__DATASET__
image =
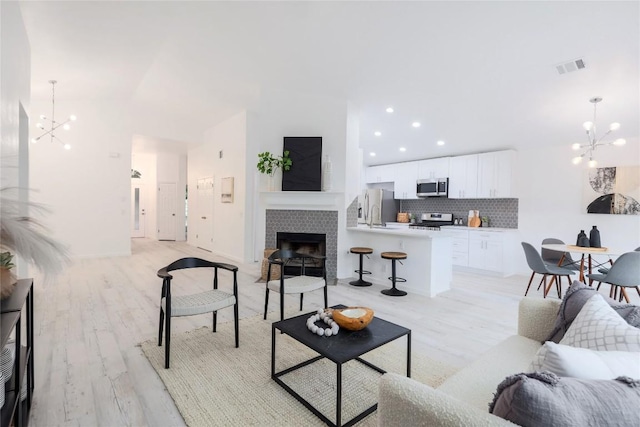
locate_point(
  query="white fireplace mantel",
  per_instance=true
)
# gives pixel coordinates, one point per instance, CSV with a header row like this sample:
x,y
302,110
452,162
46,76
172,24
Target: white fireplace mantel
x,y
302,200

__REQUIRED ACTION__
Give the listing again exactly, but omit each image.

__WRITTEN ANSWER__
image =
locate_point(
  query="white fireplace mantel",
  per_instance=true
)
# gives pixel coordinates, one point per instance, CSV with a header row like this sample:
x,y
302,110
452,162
46,76
172,24
Target: white fireplace mantel
x,y
302,200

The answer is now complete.